Materials provided:
=== Section Start ===

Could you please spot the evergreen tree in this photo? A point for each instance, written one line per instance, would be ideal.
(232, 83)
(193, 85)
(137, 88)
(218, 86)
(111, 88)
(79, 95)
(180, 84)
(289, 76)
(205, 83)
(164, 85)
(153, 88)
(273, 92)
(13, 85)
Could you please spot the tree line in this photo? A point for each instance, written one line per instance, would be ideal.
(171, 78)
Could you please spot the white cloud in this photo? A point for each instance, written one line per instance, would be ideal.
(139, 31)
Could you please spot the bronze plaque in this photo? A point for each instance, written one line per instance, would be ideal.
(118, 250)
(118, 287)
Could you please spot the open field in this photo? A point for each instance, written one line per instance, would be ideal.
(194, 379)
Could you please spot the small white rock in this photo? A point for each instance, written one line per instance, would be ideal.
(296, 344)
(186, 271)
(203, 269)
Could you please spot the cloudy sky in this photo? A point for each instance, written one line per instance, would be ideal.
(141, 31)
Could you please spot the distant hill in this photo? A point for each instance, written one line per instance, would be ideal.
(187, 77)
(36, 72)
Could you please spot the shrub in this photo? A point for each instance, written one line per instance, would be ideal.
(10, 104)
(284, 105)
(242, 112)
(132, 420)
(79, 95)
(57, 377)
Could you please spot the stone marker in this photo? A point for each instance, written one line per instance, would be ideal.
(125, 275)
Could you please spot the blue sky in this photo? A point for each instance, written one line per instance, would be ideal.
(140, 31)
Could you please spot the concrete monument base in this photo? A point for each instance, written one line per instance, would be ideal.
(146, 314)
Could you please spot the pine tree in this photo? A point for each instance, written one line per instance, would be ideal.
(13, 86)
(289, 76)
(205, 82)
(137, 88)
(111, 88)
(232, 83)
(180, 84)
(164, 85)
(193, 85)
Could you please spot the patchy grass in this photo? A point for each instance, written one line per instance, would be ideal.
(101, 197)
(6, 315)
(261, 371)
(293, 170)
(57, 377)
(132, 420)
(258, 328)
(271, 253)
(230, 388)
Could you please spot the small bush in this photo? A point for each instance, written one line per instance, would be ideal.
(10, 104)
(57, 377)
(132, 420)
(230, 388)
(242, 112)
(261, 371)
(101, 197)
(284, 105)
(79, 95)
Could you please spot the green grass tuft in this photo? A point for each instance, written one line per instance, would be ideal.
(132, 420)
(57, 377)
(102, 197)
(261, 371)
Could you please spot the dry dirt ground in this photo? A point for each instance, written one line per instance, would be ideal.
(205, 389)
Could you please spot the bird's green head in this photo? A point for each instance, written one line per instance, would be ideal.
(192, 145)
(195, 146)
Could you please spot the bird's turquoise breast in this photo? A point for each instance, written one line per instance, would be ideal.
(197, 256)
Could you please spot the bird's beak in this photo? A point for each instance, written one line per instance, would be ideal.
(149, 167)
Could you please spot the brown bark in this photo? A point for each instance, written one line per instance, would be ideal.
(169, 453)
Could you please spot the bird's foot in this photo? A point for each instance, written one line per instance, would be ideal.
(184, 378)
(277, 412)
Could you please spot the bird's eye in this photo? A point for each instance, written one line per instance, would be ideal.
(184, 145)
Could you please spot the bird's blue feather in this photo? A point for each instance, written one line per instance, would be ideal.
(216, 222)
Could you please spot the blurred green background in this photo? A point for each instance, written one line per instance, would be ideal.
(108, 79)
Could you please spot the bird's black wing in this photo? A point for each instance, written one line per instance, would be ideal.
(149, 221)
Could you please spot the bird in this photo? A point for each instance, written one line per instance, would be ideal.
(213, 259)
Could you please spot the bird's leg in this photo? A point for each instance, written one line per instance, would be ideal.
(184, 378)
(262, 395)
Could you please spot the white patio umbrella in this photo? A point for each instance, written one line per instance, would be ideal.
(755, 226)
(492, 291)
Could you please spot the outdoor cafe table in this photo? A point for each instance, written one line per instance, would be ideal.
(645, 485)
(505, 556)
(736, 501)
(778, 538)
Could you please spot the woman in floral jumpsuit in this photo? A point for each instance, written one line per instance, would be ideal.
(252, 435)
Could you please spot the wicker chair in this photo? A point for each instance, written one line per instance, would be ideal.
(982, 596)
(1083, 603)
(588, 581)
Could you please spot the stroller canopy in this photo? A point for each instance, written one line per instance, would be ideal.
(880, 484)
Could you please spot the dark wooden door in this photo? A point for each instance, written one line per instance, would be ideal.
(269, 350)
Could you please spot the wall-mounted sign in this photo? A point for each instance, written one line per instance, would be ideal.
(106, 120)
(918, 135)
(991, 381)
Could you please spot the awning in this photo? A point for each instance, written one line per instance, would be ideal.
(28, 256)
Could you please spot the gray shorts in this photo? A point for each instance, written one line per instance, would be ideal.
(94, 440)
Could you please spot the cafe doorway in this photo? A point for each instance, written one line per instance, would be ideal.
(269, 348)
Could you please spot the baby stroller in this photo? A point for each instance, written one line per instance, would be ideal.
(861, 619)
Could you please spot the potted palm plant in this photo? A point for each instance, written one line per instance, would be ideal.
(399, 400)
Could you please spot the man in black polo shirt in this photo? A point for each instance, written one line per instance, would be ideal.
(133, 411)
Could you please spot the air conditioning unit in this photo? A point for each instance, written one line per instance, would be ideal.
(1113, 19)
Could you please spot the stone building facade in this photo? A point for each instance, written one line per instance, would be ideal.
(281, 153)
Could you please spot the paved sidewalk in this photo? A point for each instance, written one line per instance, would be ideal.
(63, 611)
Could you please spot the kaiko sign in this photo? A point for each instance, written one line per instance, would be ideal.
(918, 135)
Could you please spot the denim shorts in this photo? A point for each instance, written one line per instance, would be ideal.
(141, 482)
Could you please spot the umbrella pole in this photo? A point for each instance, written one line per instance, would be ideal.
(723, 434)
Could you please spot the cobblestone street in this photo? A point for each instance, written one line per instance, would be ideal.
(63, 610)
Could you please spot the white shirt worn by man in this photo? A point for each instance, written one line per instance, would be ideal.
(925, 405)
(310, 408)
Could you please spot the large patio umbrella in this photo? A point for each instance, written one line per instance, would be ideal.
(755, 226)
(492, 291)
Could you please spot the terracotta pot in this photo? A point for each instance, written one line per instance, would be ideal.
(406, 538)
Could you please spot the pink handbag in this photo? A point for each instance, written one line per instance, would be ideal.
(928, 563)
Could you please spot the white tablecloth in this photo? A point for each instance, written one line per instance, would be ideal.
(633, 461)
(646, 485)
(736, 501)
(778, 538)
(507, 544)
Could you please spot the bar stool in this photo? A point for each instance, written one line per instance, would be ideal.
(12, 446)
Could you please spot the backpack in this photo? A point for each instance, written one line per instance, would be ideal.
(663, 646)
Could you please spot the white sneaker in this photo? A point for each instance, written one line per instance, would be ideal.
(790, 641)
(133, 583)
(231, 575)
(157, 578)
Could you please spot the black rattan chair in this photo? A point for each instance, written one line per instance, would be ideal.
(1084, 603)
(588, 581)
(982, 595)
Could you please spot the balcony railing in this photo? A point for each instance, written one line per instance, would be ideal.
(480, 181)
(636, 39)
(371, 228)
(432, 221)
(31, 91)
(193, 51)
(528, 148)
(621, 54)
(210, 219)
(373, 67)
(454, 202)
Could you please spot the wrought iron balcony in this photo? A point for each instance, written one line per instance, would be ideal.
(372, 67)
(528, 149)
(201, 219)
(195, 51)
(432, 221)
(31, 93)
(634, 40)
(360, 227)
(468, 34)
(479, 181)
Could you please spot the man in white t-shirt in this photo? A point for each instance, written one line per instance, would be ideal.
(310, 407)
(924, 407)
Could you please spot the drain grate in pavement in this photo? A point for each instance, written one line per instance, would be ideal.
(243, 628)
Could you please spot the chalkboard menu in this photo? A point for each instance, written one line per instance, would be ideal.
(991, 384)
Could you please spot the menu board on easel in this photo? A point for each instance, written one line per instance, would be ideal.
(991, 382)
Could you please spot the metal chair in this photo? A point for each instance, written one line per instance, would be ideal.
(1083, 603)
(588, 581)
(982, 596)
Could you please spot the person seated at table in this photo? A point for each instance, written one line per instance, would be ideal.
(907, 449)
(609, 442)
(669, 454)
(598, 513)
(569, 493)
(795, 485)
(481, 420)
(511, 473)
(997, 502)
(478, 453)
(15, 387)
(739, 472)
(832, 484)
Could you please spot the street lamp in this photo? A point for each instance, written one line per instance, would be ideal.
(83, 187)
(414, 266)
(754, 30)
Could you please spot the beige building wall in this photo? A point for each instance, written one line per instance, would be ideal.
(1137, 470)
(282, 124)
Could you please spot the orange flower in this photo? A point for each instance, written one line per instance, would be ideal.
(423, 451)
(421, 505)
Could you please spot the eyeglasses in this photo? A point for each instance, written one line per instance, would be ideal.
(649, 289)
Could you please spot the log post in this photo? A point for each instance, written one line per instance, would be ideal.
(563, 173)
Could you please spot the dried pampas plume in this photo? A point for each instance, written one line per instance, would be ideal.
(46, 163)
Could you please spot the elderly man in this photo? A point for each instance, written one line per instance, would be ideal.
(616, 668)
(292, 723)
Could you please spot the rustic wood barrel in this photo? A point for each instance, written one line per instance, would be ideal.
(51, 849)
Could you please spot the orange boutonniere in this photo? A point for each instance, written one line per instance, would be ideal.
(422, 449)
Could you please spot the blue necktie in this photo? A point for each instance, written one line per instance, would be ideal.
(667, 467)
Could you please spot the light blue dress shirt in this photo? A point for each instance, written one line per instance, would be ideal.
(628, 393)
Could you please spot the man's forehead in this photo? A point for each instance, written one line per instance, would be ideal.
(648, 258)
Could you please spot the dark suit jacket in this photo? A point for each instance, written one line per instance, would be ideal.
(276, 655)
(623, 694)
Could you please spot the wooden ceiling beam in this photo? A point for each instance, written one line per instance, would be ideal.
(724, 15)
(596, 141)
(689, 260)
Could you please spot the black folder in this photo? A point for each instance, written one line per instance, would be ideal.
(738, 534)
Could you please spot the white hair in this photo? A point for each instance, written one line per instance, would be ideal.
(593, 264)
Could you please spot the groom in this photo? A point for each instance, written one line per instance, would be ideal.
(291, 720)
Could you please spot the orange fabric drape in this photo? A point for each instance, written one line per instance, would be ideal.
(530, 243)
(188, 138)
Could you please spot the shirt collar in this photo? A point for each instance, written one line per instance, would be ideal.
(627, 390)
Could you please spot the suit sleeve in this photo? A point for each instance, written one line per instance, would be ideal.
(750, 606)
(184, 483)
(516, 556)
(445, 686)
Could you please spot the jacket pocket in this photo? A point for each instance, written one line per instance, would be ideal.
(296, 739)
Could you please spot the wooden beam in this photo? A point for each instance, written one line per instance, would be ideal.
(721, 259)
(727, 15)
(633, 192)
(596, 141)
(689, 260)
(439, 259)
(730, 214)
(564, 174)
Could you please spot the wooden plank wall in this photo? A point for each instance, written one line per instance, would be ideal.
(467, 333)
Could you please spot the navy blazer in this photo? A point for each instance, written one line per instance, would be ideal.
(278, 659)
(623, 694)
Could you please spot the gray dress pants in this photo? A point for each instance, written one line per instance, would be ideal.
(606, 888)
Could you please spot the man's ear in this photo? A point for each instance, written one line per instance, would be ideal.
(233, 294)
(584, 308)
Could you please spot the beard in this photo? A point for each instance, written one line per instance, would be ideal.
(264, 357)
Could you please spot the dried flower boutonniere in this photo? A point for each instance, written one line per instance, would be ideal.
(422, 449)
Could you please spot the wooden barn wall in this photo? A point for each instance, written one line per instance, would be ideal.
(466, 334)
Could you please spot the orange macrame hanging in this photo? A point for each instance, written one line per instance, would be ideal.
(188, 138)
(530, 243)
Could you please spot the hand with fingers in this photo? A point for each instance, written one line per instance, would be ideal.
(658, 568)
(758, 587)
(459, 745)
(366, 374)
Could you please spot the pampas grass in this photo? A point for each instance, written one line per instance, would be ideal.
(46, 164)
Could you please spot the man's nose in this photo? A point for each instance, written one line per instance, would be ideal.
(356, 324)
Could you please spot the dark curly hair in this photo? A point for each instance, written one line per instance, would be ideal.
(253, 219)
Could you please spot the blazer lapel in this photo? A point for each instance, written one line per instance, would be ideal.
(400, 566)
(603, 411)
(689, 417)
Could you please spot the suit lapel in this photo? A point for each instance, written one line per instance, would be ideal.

=== Section End ===

Work instruction: The expected output is the exact run of lines from the line with "Could you please spot the dark curly" through the last line of the material above.

Answer box:
Could you please spot the dark curly hair in this photo? A point for each instance, written one line per instance, would be ideal.
(253, 219)
Could you please spot the blazer lapel in this photo? A point for each instance, written one line per instance, would be ideal.
(400, 566)
(603, 411)
(689, 417)
Could you please spot the suit lapel in this photo? A point for each instance, written one line per instance, would be ideal.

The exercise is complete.